• **RECORDS PROVIDED**

══════════════════════════════

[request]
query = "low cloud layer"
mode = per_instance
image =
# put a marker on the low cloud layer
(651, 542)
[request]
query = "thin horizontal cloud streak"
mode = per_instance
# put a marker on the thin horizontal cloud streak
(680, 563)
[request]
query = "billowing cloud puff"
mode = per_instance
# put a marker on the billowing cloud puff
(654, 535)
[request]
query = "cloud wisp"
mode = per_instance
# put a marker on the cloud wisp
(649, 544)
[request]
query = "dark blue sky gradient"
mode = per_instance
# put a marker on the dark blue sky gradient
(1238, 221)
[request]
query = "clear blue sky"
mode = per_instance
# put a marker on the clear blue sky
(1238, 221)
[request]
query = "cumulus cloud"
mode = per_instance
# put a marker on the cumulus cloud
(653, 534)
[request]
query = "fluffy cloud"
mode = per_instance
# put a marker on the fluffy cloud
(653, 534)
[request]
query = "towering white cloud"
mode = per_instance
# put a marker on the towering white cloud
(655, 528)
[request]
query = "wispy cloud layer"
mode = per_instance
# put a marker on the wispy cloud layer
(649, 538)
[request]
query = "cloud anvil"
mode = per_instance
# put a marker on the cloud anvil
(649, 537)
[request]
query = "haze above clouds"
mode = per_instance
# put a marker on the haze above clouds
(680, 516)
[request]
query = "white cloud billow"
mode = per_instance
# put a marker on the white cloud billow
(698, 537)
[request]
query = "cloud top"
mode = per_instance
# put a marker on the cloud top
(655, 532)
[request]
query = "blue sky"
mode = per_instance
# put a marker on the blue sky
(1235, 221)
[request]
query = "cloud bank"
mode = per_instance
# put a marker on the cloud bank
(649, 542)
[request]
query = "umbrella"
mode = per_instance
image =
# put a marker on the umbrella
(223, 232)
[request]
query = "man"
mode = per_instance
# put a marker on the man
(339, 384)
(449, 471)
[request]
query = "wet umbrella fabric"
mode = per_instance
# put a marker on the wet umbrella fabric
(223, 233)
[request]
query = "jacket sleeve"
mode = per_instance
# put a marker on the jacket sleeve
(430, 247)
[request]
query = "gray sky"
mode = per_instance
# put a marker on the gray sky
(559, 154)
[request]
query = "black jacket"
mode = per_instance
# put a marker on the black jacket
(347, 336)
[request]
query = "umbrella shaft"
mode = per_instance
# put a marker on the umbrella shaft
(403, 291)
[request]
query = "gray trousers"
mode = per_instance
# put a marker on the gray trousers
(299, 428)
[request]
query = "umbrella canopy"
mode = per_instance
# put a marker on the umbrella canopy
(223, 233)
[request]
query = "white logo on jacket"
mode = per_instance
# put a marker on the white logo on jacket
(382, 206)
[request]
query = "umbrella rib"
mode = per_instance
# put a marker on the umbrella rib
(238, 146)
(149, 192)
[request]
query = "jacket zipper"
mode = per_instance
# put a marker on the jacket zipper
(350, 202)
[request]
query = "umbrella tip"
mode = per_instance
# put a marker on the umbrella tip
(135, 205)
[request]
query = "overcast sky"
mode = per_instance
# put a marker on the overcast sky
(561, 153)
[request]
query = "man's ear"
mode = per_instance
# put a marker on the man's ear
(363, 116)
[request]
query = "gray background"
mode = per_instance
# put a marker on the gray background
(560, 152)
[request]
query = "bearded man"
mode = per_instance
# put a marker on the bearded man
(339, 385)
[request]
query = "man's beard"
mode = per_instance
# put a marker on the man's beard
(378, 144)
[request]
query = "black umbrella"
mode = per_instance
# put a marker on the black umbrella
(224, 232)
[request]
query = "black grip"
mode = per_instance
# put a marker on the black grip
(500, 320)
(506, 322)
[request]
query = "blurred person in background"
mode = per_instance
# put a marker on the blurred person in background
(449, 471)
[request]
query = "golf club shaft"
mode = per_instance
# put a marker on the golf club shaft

══════════════════════════════

• **DO THIS**
Repeat the material in full, exactly as it stands.

• **SOLVED PROBLEM**
[request]
query = "low cloud layer"
mode = per_instance
image =
# put a marker on the low cloud layer
(651, 542)
[request]
query = "thin horizontal cloud streak"
mode = per_instance
# put a marker on the thin horizontal cloud streak
(680, 563)
[request]
query = "billowing cloud puff"
mode = per_instance
# put a marker on the billowing cloud puff
(654, 535)
[request]
query = "cloud wisp"
mode = per_instance
# put a marker on the cloud wisp
(649, 544)
[request]
query = "dark blue sky gradient"
mode = per_instance
# put a marker on the dark blue sky gradient
(1238, 221)
[request]
query = "clear blue sky"
mode = per_instance
# put a marker on the clear blue sky
(1238, 221)
[request]
query = "cumulus cloud"
mode = per_instance
# put a marker on the cumulus cloud
(653, 534)
[request]
query = "fluffy cloud"
mode = per_instance
# put a marker on the fluffy cloud
(653, 534)
[request]
query = "towering white cloud"
mode = per_instance
# put a marker on the towering white cloud
(655, 528)
[request]
query = "wispy cloud layer"
mode = per_instance
# put a marker on the wispy cloud layer
(649, 538)
[request]
query = "cloud anvil"
mode = per_instance
# put a marker on the cloud anvil
(649, 537)
[request]
query = "haze above clouds"
mode = per_instance
# put a marker on the haze above clouds
(680, 516)
[request]
query = "white cloud billow"
mode = per_instance
# put a marker on the white cloud billow
(698, 537)
[request]
query = "cloud top"
mode = per_instance
# put a marker on the cloud top
(655, 532)
[request]
query = "blue sky"
mode = per_instance
# put a marker on the blue sky
(1235, 221)
[request]
query = "cloud bank"
mode = per_instance
# put a marker on the cloud bank
(649, 542)
[request]
query = "umbrella"
mode = per_instance
image =
# put a marker on the umbrella
(223, 232)
[request]
query = "man"
mode = per_instance
# put a marker on the man
(339, 384)
(449, 471)
[request]
query = "wet umbrella fabric"
mode = per_instance
# put a marker on the wet umbrella fabric
(223, 233)
[request]
query = "jacket sleeve"
mode = per_instance
# put a marker on the jacket sleeve
(430, 247)
[request]
query = "gray sky"
mode = per_instance
# put a marker on the gray sky
(559, 154)
[request]
query = "black jacket"
mode = per_instance
# put a marker on the black jacket
(347, 336)
[request]
query = "umbrella shaft"
mode = per_instance
# put a marker on the umbrella shaft
(403, 291)
[request]
query = "gray trousers"
mode = per_instance
# put a marker on the gray trousers
(299, 428)
[request]
query = "umbrella canopy"
mode = per_instance
# put a marker on the umbrella canopy
(223, 233)
[request]
query = "white logo on jacket"
mode = per_instance
# put a marker on the white logo on jacket
(382, 206)
[request]
query = "umbrella rib"
mode = per_instance
# put a marker on the umbrella rib
(238, 146)
(149, 192)
[request]
query = "jacket zipper"
mode = per_instance
# put a marker on the jacket zipper
(350, 202)
[request]
query = "umbrella tip"
mode = per_instance
# put a marker on the umbrella tip
(135, 205)
[request]
query = "overcast sky"
mode = per_instance
# put a marker on the overcast sky
(561, 153)
[request]
query = "man's ear"
mode = per_instance
# put a marker on the man's ear
(363, 116)
[request]
query = "gray background"
mode = per_instance
# put a marker on the gray background
(560, 152)
[request]
query = "bearded man"
mode = per_instance
# put a marker on the bearded man
(339, 385)
[request]
query = "man's beard"
mode = per_instance
# put a marker on the man's beard
(378, 144)
[request]
query = "black umbrella"
mode = per_instance
# put a marker on the black umbrella
(224, 232)
[request]
query = "black grip"
mode = per_instance
# put a marker on the black grip
(500, 320)
(506, 322)
[request]
query = "blurred person in background"
mode = per_instance
# put a marker on the blurred person in background
(449, 471)
[request]
query = "golf club shaft"
mode = per_instance
# put a marker on the golf club shaft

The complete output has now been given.